> [TASK DETAILS] Swap "shelf-audit tool" for "scene-labeling tool" in the items starting at the line that has "Pick out every instance of the white trailer" and ending after the line that has "(1161, 280)". Write out only those lines, with nothing else altered.
==== EXTRACTED ENTRIES ====
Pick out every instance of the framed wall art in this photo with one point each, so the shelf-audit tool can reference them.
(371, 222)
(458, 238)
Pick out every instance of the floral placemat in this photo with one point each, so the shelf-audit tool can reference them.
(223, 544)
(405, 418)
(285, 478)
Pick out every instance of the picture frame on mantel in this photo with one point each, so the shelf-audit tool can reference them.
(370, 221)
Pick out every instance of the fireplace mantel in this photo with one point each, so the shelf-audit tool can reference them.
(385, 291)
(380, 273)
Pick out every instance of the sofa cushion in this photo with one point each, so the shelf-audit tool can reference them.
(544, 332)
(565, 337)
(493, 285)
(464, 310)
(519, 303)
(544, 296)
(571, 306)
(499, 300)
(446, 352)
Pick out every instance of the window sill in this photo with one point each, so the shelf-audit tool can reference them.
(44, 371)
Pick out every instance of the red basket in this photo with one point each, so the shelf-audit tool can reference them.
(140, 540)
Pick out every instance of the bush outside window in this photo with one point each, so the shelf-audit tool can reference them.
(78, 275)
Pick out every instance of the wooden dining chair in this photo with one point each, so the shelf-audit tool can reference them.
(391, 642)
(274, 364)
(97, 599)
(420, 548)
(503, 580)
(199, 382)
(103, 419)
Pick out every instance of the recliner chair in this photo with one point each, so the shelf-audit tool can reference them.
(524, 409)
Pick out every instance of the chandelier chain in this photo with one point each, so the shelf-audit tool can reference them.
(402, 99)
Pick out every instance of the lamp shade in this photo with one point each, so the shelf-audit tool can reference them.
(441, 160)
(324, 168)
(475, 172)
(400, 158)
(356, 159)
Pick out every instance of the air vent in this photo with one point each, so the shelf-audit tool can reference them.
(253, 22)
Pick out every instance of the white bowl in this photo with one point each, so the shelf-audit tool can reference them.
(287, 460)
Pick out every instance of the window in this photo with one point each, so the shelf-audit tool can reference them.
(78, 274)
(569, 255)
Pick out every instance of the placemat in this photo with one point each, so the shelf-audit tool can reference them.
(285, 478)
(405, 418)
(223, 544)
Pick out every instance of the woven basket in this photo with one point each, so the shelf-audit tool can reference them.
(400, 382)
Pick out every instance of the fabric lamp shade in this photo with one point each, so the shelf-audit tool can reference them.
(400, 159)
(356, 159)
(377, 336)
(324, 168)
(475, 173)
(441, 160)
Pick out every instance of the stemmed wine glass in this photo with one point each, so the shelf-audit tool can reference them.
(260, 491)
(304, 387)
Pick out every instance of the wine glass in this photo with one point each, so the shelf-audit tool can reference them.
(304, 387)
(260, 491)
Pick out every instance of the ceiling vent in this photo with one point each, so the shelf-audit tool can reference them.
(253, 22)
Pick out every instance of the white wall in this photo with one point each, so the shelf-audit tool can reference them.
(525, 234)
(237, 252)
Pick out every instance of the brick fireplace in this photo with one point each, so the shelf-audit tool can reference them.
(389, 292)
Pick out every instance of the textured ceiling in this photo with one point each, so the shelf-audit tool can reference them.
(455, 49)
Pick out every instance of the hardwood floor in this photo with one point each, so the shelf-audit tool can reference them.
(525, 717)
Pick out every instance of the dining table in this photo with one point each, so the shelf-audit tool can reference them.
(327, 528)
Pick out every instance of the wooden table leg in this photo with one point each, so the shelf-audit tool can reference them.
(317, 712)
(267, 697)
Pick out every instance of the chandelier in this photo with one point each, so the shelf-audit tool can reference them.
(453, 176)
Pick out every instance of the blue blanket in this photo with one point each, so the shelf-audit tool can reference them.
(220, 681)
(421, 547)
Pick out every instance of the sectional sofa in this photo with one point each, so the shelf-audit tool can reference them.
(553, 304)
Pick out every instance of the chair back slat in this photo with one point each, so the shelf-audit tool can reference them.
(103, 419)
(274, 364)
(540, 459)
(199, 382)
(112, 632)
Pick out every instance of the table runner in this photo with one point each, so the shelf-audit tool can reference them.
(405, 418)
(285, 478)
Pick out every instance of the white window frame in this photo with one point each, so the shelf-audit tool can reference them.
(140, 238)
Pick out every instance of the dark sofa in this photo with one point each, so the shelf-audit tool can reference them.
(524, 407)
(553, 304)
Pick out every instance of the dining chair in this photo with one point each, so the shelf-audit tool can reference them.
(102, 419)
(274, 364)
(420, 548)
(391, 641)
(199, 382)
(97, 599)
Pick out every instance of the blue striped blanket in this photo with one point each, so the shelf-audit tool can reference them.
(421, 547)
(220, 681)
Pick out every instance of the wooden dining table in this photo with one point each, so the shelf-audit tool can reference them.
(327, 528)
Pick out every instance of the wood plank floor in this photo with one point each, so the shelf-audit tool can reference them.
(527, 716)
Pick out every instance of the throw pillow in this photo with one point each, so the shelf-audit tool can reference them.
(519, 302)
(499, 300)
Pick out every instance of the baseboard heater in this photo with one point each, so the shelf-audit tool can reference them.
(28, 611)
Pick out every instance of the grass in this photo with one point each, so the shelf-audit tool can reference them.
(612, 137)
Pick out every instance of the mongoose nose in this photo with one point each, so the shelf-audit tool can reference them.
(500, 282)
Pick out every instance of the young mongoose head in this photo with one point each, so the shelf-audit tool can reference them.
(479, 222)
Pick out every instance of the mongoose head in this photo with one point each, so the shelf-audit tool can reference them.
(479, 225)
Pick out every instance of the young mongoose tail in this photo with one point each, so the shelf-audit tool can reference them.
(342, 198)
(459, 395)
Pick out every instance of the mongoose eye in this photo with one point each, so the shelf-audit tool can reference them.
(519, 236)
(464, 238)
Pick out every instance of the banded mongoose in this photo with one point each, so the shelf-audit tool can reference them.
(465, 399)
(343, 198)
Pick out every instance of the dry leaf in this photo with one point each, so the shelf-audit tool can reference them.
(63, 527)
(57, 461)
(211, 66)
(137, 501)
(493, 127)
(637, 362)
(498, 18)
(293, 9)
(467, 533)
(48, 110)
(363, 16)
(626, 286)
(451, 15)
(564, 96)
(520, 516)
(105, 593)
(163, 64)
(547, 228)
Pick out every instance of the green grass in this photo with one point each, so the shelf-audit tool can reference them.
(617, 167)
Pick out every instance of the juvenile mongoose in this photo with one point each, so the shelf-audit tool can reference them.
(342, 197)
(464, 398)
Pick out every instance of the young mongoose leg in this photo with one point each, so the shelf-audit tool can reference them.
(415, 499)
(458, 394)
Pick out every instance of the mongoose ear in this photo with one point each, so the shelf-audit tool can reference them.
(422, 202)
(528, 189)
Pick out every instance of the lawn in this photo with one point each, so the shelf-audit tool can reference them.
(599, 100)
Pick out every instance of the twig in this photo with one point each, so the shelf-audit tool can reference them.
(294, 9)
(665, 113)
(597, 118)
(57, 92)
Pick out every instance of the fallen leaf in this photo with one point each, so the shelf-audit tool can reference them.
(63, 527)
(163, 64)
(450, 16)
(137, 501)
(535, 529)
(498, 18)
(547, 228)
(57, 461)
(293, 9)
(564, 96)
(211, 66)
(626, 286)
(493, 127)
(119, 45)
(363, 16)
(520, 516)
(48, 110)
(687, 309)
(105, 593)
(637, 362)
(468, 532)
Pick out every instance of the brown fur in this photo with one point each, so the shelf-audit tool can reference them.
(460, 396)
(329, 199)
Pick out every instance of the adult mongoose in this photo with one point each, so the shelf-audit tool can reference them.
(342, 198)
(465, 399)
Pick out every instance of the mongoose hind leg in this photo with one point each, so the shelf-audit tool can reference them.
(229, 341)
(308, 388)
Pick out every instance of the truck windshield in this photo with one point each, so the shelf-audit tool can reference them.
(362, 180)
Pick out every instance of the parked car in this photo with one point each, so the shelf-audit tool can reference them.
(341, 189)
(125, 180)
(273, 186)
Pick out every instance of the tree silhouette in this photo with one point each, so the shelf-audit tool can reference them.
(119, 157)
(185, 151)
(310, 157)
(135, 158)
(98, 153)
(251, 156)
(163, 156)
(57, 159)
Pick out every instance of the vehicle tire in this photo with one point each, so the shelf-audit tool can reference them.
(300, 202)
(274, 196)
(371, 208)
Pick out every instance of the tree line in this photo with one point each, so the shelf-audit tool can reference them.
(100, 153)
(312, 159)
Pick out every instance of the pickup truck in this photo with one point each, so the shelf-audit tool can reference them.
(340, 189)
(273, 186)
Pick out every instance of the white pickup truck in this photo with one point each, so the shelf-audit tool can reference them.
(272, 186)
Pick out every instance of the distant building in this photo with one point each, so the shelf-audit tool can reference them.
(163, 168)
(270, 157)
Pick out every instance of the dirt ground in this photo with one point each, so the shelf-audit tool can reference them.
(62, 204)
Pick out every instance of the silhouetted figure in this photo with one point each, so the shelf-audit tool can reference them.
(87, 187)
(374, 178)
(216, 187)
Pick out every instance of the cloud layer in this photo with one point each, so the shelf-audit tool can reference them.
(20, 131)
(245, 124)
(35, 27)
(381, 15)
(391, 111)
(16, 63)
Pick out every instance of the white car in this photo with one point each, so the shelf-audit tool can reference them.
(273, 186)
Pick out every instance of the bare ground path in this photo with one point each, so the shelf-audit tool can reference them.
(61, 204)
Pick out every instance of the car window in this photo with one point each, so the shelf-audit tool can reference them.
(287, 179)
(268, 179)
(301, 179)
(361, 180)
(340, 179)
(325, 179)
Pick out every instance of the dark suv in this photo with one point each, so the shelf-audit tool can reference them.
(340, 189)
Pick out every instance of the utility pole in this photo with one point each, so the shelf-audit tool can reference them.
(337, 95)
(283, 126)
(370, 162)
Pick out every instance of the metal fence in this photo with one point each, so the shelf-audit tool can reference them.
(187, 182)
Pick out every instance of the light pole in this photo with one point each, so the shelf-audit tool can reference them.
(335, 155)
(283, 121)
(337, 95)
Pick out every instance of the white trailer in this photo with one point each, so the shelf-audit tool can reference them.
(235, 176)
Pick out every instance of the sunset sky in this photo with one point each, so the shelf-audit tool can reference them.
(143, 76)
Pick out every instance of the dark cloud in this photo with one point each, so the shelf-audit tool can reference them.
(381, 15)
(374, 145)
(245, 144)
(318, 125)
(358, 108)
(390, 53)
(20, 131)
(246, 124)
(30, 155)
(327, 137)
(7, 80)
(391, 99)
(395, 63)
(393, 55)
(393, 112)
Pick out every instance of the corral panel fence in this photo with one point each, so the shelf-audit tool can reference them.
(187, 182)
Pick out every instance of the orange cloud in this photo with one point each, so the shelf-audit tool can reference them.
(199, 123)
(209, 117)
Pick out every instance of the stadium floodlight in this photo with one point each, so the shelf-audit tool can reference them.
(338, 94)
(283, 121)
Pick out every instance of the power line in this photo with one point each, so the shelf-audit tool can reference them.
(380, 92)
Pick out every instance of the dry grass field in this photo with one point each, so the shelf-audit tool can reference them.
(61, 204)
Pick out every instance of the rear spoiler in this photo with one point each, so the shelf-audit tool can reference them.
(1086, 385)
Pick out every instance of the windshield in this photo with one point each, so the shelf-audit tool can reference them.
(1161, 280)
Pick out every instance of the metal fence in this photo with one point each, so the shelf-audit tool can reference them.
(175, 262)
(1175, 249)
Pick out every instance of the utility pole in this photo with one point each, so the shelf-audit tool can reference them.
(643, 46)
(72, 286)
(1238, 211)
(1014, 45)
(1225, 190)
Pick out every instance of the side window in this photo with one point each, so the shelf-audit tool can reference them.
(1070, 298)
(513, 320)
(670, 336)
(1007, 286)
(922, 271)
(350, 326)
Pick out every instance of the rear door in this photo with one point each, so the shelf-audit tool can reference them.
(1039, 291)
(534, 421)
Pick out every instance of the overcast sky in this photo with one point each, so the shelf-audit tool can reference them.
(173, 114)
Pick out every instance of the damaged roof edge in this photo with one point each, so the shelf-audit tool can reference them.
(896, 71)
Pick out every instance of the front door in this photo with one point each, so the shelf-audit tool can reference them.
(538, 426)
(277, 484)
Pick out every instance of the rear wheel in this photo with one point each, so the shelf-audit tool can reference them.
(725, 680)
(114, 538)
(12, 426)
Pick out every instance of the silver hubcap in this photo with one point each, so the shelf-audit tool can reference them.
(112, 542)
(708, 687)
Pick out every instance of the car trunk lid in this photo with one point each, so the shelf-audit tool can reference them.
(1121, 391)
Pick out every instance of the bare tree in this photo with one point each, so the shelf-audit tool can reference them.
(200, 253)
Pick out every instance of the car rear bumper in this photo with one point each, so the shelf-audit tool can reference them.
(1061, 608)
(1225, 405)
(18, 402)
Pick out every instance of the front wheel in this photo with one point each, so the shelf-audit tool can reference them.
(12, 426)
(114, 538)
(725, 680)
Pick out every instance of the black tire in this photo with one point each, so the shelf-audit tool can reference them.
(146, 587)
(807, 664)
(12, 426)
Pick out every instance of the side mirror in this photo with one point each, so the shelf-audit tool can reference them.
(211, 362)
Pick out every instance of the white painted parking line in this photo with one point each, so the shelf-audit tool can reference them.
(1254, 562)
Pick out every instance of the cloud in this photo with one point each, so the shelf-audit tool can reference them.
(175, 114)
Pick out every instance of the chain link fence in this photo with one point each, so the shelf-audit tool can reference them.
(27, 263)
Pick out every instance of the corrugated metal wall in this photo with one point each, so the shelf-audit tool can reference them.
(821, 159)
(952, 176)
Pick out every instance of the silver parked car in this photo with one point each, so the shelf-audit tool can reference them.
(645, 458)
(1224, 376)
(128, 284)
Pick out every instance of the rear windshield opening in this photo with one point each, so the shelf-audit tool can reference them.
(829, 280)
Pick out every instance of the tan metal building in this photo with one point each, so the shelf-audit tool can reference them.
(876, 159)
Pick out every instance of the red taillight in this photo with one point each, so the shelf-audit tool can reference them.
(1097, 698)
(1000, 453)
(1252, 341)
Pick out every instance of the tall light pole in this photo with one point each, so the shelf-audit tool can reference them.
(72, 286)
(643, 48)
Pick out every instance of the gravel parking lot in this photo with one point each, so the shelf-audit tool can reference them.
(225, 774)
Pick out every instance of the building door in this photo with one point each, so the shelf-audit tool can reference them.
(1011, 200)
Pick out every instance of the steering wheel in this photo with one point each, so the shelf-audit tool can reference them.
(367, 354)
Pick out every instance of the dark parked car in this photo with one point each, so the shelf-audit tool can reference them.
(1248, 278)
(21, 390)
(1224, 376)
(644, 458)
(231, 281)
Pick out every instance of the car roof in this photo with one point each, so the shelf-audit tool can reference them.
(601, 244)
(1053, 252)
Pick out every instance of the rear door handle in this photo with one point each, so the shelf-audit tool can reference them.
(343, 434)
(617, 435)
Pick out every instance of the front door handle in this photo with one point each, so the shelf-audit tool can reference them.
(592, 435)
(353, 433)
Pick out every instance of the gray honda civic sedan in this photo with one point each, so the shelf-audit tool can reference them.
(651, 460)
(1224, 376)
====
> [EXPECTED ANSWER]
Pick out every instance of the white trailer in this photo with one point each, so the scene-labeling tool can reference them.
(235, 176)
Pick out every instance of the sunset sky in this photo with one point each, so the scene-labeling tool can reference them.
(143, 76)
Pick out every instance of the dark cloud in this photo with one point each, so the scene-labeling tool can reference them.
(381, 15)
(374, 145)
(245, 144)
(318, 125)
(358, 108)
(390, 53)
(20, 131)
(246, 124)
(30, 155)
(327, 137)
(7, 80)
(391, 99)
(395, 63)
(393, 55)
(393, 112)
Pick out every instance of the corral panel fence in this photo with one point each, so the scene-labeling tool can reference them.
(187, 182)
Pick out every instance of the orange cloud in this photo with one point each, so the scene-labeling tool can reference them.
(199, 123)
(209, 117)
Pick out every instance of the stadium floodlight in this photo with one point each, so the scene-labeling tool can reference them.
(338, 94)
(283, 121)
Pick out every instance of the power line in this photo with one point each, so the scene-labeling tool can reference them.
(380, 92)
Pick out every instance of the dry grass field in this photo with one point each, so the scene-labeling tool can reference them.
(61, 204)
Pick out every instance of the rear spoiler in this photo with one point each, so the scene-labeling tool can reference them.
(1086, 385)
Pick out every instance of the windshield in this photo with one point each, so the scene-labeling tool can reference them.
(1161, 280)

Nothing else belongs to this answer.